>> Start

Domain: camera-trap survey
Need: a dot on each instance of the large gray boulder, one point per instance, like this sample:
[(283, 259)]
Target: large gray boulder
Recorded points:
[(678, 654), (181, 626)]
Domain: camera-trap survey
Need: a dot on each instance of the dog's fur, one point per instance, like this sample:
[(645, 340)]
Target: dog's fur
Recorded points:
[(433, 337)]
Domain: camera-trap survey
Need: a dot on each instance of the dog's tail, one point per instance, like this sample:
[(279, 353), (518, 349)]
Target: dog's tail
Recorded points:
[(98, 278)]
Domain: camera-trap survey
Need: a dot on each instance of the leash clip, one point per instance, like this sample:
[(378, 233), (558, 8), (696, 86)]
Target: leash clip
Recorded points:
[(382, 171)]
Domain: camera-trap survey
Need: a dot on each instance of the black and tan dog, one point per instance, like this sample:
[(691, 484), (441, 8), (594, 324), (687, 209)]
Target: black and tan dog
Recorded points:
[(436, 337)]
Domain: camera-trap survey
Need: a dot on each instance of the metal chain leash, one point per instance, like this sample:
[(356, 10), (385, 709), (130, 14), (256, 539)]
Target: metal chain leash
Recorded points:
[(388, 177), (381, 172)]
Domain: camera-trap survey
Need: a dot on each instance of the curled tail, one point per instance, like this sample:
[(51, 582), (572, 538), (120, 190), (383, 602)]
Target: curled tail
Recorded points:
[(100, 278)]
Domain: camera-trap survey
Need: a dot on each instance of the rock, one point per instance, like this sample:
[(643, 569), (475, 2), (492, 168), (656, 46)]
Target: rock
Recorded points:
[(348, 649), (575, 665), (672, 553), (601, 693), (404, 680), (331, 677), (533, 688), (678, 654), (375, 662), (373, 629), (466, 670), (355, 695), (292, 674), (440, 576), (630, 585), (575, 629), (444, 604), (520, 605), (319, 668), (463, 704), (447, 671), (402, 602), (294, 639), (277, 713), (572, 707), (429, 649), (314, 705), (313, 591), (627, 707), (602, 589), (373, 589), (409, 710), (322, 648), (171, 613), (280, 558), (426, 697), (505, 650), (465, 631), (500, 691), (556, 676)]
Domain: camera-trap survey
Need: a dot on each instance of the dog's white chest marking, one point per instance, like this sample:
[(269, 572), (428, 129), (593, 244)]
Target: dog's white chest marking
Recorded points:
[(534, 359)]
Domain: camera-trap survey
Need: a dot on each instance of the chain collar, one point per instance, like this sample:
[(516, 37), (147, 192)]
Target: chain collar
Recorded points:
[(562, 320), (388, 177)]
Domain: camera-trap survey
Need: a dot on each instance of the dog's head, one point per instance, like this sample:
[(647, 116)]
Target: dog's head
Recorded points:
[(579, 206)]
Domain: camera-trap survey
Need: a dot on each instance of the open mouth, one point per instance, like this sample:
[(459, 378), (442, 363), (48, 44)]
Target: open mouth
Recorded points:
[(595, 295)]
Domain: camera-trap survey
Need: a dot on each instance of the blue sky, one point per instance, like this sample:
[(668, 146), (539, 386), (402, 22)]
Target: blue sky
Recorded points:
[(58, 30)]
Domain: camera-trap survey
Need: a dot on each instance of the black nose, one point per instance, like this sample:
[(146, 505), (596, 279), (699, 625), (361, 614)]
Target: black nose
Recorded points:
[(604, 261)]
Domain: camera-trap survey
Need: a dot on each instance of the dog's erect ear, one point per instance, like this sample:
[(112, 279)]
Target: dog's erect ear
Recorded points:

>> End

- _TASK STATEMENT_
Extract every line above exactly as it stands.

- _EXERCISE ANSWER_
Domain: camera-trap survey
Need: a dot on each instance of the large gray boulder, one point per instance, like this sample:
[(283, 259)]
Target: large gray boulder
Recorded points:
[(678, 654), (181, 626)]
Domain: camera-trap survey
Need: a dot on each instance of the dog's fur, one point per instance, like this sample:
[(645, 340)]
Target: dog's fur
Recorded points:
[(433, 337)]
Domain: camera-trap survey
Need: a dot on each instance of the dog's tail, one point per instance, like this sample:
[(279, 353), (518, 349)]
Target: dog's tail
Recorded points:
[(98, 278)]
Domain: camera-trap survey
Need: a dot on each instance of the leash clip, one point per instance, like this sample:
[(378, 233), (558, 8), (696, 86)]
Target: leash clip
Recorded points:
[(382, 171)]
Domain: camera-trap survey
Need: a dot on each instance of the black and tan dog, one point per instance, like this sample:
[(691, 484), (441, 8), (594, 324), (687, 209)]
Target: black and tan dog
Recorded points:
[(436, 337)]
Domain: camera-trap survey
Need: a dot on each instance of the metal chain leash, one point per instance, like this sample:
[(356, 10), (385, 709), (130, 14), (256, 539)]
Target: metal chain leash
Recorded points:
[(388, 177), (381, 172)]
Domain: camera-trap survey
Need: a dot on each instance of the curled tail, one point per instance, like this sample:
[(51, 582), (572, 538), (120, 190), (383, 602)]
Target: curled tail
Recorded points:
[(100, 278)]
Domain: camera-trap survey
Need: a dot on each instance of the rock, one point per instance, like this sample:
[(643, 569), (475, 2), (492, 168), (656, 46)]
Target: rock
Recorded points:
[(348, 649), (575, 665), (672, 553), (601, 693), (404, 680), (331, 677), (533, 688), (678, 654), (375, 662), (373, 629), (466, 670), (355, 695), (292, 674), (440, 576), (630, 585), (575, 629), (444, 604), (520, 605), (319, 668), (463, 704), (447, 671), (402, 602), (294, 639), (277, 713), (572, 707), (429, 649), (314, 705), (313, 591), (627, 707), (602, 589), (373, 589), (409, 710), (322, 648), (171, 613), (280, 558), (426, 697), (505, 650), (465, 631), (500, 691), (556, 676)]
Domain: camera-trap survey
Need: a dot on each instance of the dog's white chest marking, one point per instance, like this sample:
[(269, 572), (428, 129), (593, 244)]
Target: dog's white chest marking
Recorded points:
[(534, 359)]
Domain: camera-trap survey
Need: a dot on each instance of the chain collar, one point per instance, like this sample:
[(516, 37), (147, 192)]
Target: chain collar
Recorded points:
[(562, 320), (388, 177)]
Domain: camera-trap survey
Need: a dot on each instance of the dog's head, one point per instance, like this sample:
[(647, 116)]
Target: dog's head
Recorded points:
[(579, 206)]
Domain: camera-trap survey
Need: a dot on each instance of the open mouth, one point per instance, like this sample:
[(459, 378), (442, 363), (48, 44)]
Target: open mouth
Recorded points:
[(595, 295)]
Domain: camera-trap survey
Need: a dot on each instance of the blue sky, one point per instance, like this sample:
[(668, 146), (539, 386), (402, 22)]
Target: blue sky
Recorded points:
[(58, 30)]
Domain: camera-trap survey
Need: a dot on each instance of the black nose, one point per instance, like this sample:
[(146, 505), (596, 279), (699, 625), (361, 614)]
Target: black nose
Recorded points:
[(604, 261)]
Domain: camera-trap survey
Need: a dot on each instance of the dog's erect ear, one point per instance, like this sample:
[(112, 279)]
Target: dog's erect ear
Recorded points:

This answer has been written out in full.